SUPPLIED ENTRIES:
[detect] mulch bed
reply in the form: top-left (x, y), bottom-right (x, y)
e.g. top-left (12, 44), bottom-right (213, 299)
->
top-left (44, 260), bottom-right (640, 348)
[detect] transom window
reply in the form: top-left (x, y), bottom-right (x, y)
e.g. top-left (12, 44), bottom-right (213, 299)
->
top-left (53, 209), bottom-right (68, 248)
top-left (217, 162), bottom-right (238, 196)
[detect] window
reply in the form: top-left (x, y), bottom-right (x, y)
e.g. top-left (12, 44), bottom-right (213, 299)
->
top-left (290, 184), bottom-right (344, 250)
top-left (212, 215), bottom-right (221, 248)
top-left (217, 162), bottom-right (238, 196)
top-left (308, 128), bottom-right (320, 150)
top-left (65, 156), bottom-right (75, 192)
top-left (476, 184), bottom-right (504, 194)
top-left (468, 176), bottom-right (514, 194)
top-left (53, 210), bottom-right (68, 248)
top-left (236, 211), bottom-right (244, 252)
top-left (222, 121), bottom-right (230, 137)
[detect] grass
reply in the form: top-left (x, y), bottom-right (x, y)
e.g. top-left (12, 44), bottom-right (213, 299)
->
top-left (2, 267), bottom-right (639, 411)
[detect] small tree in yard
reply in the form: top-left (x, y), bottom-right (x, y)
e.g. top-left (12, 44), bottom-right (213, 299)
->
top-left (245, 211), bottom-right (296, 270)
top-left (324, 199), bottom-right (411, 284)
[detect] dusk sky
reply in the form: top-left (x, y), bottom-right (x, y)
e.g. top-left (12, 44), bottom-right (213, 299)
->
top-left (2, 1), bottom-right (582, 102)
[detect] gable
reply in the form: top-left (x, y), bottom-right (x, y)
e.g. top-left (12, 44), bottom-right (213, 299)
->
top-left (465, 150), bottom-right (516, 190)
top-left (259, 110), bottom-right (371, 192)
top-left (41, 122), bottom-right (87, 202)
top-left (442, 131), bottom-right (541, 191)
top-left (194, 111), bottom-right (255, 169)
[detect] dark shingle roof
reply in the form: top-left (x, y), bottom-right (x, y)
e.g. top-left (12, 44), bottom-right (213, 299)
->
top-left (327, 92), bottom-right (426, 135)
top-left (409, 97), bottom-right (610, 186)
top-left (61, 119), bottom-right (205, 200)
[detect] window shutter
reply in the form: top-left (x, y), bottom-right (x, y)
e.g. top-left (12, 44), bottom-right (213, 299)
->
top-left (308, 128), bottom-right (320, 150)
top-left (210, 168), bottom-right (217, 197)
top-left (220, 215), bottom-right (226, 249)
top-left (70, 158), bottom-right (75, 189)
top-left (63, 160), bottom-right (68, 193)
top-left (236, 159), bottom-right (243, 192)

* * *

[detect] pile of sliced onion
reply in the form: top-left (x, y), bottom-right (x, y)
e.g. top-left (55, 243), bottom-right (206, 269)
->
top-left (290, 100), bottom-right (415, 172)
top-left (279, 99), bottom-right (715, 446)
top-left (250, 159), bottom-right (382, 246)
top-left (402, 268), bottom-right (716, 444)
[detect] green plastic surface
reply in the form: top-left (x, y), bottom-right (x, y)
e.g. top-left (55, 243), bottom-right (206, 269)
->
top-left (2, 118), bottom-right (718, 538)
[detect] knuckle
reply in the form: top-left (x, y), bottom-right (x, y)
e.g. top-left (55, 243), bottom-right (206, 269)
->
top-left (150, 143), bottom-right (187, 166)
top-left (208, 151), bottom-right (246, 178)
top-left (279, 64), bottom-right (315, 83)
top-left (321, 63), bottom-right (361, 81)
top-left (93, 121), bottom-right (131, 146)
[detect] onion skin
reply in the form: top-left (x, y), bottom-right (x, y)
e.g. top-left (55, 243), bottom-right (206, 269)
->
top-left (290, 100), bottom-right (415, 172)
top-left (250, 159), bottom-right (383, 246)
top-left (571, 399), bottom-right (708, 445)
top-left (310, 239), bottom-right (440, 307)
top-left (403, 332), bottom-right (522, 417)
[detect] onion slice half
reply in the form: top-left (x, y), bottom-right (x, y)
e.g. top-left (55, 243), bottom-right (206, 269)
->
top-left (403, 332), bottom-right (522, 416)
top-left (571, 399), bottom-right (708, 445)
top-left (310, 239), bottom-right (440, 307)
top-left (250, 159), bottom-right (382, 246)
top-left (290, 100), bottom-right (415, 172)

WHAT NEEDS TO BE DONE:
Return exactly, and only, the lines above starting at the line that contains "[detect] pile of sliced onion" and ending at the line that contains "[detect] onion skin".

TASK SOLUTION:
[detect] pile of sliced onion
reply in the form: top-left (x, y), bottom-right (x, y)
e.g. top-left (55, 243), bottom-right (206, 269)
->
top-left (290, 100), bottom-right (415, 172)
top-left (279, 99), bottom-right (715, 446)
top-left (250, 159), bottom-right (382, 246)
top-left (402, 268), bottom-right (716, 444)
[detect] green plastic surface
reply in the form: top-left (x, y), bottom-right (x, y)
e.g. top-left (55, 243), bottom-right (206, 269)
->
top-left (2, 118), bottom-right (718, 538)
[detect] knuckle
reply in the form: top-left (x, y), bottom-right (x, y)
e.g. top-left (55, 243), bottom-right (206, 269)
->
top-left (150, 143), bottom-right (187, 166)
top-left (208, 151), bottom-right (246, 178)
top-left (279, 64), bottom-right (315, 83)
top-left (321, 63), bottom-right (361, 81)
top-left (93, 121), bottom-right (131, 146)
[detect] onion skin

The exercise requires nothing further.